TASK DESCRIPTION: Answer with a single number: the count of lines below that hold "shoulder".

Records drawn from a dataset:
____________

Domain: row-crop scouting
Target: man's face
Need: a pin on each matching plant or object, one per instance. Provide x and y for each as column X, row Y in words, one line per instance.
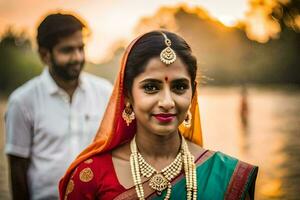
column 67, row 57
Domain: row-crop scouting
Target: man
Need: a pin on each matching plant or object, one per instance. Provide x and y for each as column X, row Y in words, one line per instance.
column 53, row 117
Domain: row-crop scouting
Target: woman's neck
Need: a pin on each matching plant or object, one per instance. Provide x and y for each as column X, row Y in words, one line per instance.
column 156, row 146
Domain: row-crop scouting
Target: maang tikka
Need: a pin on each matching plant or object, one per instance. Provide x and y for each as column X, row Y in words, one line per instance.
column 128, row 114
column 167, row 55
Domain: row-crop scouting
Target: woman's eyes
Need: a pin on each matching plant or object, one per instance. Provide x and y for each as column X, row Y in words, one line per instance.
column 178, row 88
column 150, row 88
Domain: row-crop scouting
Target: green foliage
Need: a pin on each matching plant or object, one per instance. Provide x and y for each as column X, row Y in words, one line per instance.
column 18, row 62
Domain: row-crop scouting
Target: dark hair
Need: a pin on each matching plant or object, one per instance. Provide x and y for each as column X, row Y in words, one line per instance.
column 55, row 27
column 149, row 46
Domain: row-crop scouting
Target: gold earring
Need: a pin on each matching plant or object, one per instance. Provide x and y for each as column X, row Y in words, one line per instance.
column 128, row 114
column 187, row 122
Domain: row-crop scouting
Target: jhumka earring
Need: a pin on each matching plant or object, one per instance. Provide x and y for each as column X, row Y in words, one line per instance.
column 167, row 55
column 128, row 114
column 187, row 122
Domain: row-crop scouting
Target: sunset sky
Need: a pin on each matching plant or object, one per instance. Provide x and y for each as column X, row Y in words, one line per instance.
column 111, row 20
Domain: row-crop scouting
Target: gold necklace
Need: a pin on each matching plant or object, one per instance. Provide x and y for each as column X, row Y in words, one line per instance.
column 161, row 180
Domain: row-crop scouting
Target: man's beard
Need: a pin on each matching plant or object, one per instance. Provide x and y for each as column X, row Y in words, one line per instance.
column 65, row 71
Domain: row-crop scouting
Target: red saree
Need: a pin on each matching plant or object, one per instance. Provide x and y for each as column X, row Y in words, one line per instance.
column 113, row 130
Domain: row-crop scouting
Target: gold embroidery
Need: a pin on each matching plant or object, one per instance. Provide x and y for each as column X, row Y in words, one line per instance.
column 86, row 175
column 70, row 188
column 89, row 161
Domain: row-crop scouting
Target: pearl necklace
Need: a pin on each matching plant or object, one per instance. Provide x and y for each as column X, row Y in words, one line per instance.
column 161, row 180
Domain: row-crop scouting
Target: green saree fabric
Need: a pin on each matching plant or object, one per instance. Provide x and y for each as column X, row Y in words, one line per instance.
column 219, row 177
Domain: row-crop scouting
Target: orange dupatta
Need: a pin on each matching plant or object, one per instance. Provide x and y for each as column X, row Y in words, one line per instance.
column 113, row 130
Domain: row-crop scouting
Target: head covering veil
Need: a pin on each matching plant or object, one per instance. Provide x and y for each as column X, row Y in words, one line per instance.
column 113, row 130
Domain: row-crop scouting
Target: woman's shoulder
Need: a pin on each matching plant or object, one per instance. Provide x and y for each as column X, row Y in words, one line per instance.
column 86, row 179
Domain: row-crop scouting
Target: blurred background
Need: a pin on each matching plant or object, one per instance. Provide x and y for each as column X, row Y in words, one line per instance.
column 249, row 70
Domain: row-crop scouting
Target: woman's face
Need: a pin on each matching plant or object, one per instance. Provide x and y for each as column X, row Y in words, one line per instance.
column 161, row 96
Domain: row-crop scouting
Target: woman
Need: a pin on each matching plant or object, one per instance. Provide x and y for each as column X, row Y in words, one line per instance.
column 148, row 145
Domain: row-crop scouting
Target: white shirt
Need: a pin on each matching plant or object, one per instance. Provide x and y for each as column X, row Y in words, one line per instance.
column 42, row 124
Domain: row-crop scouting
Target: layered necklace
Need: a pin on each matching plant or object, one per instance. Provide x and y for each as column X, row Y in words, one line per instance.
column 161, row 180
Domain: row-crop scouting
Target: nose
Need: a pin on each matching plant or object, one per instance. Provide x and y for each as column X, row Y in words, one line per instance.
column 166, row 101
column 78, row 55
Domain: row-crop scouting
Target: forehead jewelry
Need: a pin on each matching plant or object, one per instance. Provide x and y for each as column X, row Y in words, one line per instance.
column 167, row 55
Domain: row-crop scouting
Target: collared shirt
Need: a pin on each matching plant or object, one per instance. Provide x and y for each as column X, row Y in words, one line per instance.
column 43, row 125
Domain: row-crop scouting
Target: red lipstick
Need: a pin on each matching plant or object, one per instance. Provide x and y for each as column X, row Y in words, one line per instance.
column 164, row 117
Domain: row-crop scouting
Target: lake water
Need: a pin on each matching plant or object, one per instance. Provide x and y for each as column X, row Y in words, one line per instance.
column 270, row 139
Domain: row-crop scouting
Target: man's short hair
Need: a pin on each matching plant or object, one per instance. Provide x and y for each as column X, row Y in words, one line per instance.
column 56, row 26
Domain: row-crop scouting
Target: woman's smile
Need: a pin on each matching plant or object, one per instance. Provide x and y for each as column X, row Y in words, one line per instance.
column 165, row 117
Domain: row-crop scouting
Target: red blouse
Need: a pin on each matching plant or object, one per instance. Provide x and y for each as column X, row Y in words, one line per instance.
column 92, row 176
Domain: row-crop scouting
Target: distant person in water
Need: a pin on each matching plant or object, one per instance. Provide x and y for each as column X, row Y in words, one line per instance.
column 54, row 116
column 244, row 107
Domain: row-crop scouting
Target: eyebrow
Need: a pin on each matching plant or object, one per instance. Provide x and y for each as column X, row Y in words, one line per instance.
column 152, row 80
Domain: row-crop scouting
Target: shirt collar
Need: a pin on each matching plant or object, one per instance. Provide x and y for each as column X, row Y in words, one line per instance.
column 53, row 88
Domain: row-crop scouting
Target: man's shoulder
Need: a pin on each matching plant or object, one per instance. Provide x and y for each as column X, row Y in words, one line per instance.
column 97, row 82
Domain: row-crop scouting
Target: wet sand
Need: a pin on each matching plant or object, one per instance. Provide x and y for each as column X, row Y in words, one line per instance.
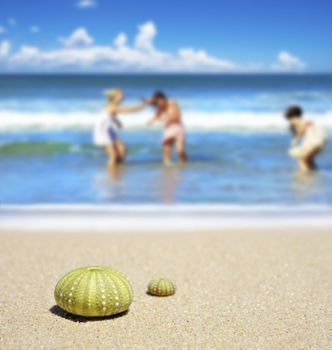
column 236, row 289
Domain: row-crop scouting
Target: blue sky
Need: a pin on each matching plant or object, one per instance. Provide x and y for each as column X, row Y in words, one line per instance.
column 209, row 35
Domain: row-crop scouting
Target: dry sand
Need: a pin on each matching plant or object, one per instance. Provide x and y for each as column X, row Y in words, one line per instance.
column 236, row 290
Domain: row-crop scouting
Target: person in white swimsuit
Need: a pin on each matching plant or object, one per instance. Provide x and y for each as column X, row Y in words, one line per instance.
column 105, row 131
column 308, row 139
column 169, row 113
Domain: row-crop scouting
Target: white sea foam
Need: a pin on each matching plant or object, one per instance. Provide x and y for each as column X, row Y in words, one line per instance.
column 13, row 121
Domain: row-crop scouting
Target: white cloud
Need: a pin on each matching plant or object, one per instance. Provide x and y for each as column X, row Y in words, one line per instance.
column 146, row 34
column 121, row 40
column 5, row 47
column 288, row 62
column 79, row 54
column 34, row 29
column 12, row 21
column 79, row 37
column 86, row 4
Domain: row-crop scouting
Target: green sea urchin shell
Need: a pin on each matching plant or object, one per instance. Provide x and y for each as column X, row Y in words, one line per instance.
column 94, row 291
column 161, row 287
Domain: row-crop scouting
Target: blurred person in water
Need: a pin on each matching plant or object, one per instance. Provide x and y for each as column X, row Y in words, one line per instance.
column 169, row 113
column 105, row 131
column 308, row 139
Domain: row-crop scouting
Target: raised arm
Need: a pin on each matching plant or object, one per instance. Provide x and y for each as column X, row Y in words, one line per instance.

____________

ANSWER TO THE PROBLEM: 2